* **Text segment**

------------------------------------------------------------

- Nursing home residents prescribed three or four medications following a heart attack were less likely to die within 90 days than those prescribed only one medication.
- However, multiple medications did not impact the number of rehospitalizations. It was unclear if it increased functional decline.
DALLAS – Nursing home residents prescribed multiple medications following a heart attack were less likely to die within 90 days than those who took only one medication, but more medication may contribute to functional decline, according to new research in Circulation:Cardiovascular Quality and Outcomes, an American Heart Association journal.
Certain prescription medications – including antiplatelets, beta blockers, statins, and renin-angiotensin-aldosterone system inhibitors – can help prevent new and repeated heart attacks by controlling high blood pressure and high cholesterol. Previous research has shown that the use of these medications can help prevent deaths among older adults in the general population after a heart attack. Less clear, however, were their effects among the frailest and oldest post heart attack patients such as long-term nursing home residents.
In this study, investigators analyzed deaths, hospitalizations and decreased ability to manage daily activities among nursing home residents prescribed one or more of these four medications at hospital discharge after heart attack. Residents prescribed three or four medications were 26 percent less likely to die within 90 days than those prescribed one medication. In contrast, the risk of death within 90 days did not differ between residents with two medications compared to those with one.
Less clear was the effect of multiple medications on the ability to manage daily activities. Results ranged from no effect to an increased risk of being unable to manage daily activities. The number of medications did not affect the likelihood of hospitalization.
“Based on our findings, using more medications to prevent another heart attack may be useful for vulnerable older adults who wish to live longer,” said study lead author Andrew R. Zullo, Pharm.D., Ph.D., assistant professor of Health Services, Policy, and Practice at Brown University in Providence, Rhode Island. “However, since using more medications may interfere with older adults’ ability to do their daily activities, more medications should not be taken by older adults who wish to maintain their independence and daily functioning rather than live longer. Using more medications after a heart attack does not simply improve all health outcomes.”
The investigators used information from Medicare claims and the national U.S. Minimum Data Set, 2007-2010, which contains clinical information collected by nursing homes receiving federal funds. Study participants included 4,787 nursing home residents. Most of the residents were white females, and their average age was 84. Follow-up was 90 days after hospital discharge, excluding the first two weeks when deaths or hospitalizations were difficult to link to medications.

------------------------------------------------------------

* **Dataset entries**
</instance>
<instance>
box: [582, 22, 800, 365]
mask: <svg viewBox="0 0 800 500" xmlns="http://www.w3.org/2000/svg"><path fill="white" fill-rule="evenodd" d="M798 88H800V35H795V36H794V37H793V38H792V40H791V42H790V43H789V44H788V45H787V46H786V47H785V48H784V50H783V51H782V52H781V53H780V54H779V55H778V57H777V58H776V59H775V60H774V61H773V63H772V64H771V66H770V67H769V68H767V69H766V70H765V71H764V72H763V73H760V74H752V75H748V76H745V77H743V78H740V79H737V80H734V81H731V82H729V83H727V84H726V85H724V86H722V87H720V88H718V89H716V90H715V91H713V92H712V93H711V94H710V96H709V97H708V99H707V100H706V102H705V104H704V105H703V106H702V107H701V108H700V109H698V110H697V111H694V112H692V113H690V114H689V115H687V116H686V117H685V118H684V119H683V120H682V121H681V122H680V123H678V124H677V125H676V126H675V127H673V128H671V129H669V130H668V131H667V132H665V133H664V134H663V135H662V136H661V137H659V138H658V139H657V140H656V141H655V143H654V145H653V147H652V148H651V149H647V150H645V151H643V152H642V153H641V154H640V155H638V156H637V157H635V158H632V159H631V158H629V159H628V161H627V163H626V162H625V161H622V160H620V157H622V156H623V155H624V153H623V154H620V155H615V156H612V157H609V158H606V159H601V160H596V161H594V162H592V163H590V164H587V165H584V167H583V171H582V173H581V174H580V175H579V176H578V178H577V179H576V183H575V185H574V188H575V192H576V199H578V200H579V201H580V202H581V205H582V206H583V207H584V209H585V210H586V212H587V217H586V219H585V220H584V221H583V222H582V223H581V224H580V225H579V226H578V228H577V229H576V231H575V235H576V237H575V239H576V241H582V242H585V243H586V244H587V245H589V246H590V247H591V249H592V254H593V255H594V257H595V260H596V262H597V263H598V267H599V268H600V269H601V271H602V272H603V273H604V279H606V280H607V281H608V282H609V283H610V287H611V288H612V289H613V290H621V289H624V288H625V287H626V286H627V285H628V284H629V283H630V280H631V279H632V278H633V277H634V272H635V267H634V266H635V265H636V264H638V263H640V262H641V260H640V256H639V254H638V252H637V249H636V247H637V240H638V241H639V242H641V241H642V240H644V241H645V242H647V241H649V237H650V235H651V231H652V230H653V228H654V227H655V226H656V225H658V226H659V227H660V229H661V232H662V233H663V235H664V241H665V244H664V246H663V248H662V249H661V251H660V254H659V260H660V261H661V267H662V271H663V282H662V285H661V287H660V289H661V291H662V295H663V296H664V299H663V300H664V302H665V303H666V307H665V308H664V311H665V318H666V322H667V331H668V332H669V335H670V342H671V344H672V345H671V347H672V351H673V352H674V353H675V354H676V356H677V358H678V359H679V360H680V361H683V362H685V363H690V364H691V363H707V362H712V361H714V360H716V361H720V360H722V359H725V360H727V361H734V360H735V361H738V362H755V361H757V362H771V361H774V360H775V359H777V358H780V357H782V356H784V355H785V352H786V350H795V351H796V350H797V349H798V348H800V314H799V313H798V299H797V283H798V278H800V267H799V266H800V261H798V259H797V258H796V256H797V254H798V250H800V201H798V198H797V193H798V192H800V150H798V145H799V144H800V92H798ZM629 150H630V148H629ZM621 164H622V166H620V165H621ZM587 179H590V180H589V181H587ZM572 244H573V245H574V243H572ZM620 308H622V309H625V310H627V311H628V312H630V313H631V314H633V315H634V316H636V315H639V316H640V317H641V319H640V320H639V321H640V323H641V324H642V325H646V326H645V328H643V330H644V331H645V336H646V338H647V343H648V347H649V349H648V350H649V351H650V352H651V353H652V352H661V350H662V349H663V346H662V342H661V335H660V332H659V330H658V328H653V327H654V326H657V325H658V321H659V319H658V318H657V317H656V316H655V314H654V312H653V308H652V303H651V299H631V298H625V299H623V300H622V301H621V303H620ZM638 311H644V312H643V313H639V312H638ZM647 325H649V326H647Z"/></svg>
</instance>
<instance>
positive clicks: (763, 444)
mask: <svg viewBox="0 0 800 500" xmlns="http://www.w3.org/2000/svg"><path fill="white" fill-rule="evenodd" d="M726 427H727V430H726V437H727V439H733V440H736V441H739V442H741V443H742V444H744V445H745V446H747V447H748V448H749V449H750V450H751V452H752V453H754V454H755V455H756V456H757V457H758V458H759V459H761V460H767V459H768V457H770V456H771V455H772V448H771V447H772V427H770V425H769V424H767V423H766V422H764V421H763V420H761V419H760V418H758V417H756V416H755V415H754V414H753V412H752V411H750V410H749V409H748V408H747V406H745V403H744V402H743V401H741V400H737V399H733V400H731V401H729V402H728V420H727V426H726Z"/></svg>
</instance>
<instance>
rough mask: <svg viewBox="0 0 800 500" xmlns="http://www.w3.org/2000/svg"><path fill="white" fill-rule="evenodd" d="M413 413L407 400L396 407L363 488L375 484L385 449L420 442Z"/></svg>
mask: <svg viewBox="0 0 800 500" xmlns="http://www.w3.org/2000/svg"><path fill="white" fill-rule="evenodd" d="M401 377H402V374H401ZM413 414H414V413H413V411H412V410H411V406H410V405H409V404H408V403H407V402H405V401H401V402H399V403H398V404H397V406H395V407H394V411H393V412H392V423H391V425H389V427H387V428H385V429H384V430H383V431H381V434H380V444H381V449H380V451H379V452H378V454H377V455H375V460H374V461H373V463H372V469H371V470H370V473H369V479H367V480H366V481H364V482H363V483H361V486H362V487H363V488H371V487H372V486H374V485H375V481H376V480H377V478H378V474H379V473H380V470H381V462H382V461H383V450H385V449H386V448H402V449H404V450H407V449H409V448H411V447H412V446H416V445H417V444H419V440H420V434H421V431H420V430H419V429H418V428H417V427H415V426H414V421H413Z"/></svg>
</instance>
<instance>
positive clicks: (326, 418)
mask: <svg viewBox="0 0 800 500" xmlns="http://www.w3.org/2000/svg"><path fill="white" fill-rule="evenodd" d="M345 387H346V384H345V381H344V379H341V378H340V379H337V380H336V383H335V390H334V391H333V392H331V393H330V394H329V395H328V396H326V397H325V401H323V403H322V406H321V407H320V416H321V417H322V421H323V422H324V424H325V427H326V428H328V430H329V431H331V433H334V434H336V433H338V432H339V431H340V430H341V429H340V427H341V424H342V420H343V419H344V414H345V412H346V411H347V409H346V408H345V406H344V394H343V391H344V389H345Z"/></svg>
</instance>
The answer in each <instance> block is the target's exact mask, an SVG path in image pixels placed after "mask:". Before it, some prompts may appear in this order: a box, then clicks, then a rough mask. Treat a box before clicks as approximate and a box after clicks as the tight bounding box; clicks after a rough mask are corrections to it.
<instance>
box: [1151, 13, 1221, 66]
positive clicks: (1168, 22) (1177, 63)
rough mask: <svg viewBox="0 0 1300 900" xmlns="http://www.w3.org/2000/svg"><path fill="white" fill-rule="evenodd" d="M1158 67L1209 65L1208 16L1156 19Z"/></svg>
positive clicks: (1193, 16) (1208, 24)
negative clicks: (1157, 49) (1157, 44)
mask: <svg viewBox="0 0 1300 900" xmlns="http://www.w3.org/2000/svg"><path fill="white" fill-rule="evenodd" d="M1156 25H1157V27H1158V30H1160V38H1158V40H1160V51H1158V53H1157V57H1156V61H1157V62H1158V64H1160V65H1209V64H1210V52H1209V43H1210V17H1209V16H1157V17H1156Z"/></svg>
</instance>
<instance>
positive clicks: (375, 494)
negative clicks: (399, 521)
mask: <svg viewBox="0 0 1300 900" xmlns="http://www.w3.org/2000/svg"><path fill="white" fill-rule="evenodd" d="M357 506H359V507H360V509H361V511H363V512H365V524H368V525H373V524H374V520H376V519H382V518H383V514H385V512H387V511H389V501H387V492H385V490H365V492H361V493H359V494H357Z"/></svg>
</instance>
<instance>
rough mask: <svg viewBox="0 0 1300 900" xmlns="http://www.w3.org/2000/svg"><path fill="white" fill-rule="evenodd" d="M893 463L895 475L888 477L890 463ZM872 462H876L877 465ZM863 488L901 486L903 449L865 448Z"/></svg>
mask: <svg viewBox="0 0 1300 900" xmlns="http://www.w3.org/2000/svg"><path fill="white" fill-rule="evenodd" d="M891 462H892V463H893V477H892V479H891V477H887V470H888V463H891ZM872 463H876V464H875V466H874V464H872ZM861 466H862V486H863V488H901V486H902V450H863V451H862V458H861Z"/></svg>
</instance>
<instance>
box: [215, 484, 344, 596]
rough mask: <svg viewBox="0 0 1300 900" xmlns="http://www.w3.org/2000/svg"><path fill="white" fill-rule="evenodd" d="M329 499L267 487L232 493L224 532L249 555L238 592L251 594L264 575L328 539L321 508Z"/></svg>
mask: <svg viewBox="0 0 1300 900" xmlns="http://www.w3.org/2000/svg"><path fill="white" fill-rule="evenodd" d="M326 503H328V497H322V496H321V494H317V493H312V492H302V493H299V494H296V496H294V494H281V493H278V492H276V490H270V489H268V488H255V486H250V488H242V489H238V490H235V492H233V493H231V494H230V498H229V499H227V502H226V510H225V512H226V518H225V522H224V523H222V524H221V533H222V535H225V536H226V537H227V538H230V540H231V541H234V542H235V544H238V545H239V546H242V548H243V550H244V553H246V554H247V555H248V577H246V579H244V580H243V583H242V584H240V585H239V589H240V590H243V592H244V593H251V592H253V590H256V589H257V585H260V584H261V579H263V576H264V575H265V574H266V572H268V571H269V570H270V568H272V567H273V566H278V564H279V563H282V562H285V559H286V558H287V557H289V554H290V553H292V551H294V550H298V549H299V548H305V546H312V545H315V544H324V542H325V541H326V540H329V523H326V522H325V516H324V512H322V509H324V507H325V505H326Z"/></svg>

------------------------------------------------------------

In the heart attack article, which kinds of prescription medication are named as helping prevent new and repeated heart attacks? List them all.

* **Answer to this exercise**
- Antiplatelets
- Beta blockers
- Statins
- Renin-angiotensin-aldosterone system inhibitors